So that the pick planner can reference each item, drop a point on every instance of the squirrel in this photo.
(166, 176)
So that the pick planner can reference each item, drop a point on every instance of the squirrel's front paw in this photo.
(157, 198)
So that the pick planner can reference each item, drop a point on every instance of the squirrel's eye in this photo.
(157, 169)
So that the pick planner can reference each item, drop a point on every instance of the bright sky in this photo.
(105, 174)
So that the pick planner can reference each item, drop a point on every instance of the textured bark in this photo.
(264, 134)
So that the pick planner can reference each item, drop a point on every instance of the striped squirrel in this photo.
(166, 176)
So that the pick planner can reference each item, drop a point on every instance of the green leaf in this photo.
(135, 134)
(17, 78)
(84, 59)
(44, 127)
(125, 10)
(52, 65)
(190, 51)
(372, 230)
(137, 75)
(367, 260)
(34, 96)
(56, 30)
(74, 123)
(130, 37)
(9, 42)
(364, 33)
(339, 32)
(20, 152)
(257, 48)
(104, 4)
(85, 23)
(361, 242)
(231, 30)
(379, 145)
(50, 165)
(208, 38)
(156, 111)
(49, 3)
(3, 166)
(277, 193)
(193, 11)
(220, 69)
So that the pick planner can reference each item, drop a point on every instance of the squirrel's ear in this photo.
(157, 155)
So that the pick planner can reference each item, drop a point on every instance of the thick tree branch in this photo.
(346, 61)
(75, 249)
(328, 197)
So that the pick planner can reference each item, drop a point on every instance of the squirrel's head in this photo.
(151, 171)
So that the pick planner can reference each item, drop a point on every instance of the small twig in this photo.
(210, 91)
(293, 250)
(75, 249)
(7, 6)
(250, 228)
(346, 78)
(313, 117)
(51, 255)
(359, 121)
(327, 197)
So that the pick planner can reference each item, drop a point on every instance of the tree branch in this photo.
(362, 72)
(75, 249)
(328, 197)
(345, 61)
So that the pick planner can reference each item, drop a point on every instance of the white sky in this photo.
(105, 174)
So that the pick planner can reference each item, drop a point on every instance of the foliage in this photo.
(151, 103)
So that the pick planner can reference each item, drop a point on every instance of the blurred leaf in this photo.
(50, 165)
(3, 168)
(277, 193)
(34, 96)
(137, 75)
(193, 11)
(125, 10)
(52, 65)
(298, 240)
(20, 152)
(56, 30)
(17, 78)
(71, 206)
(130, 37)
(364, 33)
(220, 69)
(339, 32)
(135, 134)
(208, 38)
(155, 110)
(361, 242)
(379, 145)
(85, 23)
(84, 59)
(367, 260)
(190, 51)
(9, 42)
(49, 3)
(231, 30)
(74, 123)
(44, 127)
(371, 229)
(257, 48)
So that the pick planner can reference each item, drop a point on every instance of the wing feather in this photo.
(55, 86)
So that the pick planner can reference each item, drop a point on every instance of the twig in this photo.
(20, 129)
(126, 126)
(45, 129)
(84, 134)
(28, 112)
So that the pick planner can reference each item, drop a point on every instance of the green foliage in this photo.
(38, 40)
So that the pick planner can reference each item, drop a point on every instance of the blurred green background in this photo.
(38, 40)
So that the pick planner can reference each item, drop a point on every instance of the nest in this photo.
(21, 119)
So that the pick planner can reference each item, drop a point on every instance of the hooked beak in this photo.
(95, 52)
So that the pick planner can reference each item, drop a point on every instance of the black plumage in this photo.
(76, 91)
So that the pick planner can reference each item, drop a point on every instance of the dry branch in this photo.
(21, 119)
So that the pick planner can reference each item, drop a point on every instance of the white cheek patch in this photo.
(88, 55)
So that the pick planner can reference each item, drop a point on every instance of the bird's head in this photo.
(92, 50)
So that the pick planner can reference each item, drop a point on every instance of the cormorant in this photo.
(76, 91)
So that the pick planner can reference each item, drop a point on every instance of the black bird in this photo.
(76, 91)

====

# [Aufgabenstellung]
Schreibe die Zeilen des Materials unverändert ab: von der Zeile mit „beak in this photo.“ an bis einschließlich der letzten Zeile des Materials.

# [Endgültige Antwort]
So that the pick planner can reference each item, drop a point on every instance of the hooked beak in this photo.
(95, 52)
So that the pick planner can reference each item, drop a point on every instance of the black plumage in this photo.
(76, 91)
So that the pick planner can reference each item, drop a point on every instance of the dry branch in this photo.
(21, 119)
So that the pick planner can reference each item, drop a point on every instance of the white cheek patch in this photo.
(88, 55)
So that the pick planner can reference each item, drop a point on every instance of the bird's head in this photo.
(92, 50)
So that the pick planner can reference each item, drop a point on every instance of the cormorant in this photo.
(76, 91)
So that the pick planner can reference each item, drop a point on every instance of the black bird in this photo.
(76, 91)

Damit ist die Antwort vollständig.